Cricket is Such a Big Deal Here 

April 9, 2024

Step into the historic Sydney Cricket Ground (SCG) and immerse yourself in a journey through time and sport.
Discover the timeless charm of the Members Pavilion and the Ladies Pavilion, pay homage to cricketing legend Richie Benaud, and experience the blend of tradition and modernity that defines this iconic venue.

Here’s what I thought about cricket before this day: It’s a game where guys dress up like they’re about to attend the world’s most formal picnic but end up playing with a bat and a ball instead. Players decked out in all-white gear, as if they missed the memo that they were going to get grass stains and not attending a tea party.  

In this sport one team tries to hit a ball with a flat bat – yes, flat, because apparently, round bats were too mainstream. They smack the ball and run back and forth between two sticks in the ground. Running in circles is just not how gentlemen do it, I guess.

*WHAT THIS TASK INVOLVES*: For each statement below, say yes or no to whether it agrees with the Sydney Cricket Ground text, and quote the words of the text that decide it. 1. The text calls Richie Benaud a cricketing legend. 2. In the writer's account, the team batting uses a round bat. 3. The players are described as dressed in all-white gear.

*PROVIDED INFORMATION*:

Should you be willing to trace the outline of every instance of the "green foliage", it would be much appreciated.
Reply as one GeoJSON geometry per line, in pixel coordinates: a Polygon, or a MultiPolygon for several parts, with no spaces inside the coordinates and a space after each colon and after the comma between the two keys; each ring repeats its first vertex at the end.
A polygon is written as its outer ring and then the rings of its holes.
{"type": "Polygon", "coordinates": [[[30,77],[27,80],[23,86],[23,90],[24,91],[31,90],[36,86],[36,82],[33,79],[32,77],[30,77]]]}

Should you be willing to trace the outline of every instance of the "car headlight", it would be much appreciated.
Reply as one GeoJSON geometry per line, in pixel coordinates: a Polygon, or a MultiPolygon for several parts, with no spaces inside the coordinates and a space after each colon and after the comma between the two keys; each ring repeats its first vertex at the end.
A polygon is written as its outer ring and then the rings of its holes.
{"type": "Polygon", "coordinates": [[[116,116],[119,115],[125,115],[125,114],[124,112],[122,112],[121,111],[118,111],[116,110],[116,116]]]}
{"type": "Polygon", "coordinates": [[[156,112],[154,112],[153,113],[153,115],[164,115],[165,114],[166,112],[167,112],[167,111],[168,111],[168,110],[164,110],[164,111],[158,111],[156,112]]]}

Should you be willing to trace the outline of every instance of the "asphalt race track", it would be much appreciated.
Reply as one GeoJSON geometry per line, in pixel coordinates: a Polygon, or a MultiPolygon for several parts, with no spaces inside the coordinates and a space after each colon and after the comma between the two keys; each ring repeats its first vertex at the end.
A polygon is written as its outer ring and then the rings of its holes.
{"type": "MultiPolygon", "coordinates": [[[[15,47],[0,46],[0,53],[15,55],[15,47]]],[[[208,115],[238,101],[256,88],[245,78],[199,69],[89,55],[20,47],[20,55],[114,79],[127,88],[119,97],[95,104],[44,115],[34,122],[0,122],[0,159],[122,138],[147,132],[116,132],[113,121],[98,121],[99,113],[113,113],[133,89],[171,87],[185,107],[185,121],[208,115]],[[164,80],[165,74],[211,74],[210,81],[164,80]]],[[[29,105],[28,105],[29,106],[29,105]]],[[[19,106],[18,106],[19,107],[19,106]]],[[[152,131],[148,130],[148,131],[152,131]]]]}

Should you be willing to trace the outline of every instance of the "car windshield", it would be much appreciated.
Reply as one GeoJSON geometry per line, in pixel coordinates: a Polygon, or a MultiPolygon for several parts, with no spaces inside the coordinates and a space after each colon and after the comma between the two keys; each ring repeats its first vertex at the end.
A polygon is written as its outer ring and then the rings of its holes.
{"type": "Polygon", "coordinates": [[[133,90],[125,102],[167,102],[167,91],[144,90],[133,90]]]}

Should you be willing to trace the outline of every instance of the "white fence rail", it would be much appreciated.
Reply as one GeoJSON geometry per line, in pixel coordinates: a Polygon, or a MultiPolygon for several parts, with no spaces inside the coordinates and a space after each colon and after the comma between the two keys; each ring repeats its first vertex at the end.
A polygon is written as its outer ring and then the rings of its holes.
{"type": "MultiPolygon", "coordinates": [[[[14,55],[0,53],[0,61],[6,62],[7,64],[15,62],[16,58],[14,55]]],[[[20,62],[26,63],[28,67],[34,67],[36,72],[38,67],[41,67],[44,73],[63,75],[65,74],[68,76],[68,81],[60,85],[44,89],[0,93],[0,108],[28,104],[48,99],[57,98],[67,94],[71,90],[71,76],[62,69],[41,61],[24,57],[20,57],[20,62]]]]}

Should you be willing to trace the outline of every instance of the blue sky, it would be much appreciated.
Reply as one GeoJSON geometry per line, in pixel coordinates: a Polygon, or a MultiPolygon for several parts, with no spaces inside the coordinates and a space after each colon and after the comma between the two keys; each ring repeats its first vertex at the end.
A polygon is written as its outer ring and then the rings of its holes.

*FINAL RESULT*:
1. Yes: "pay homage to cricketing legend Richie Benaud"
2. No: "one team tries to hit a ball with a flat bat"
3. Yes: "Players decked out in all-white gear"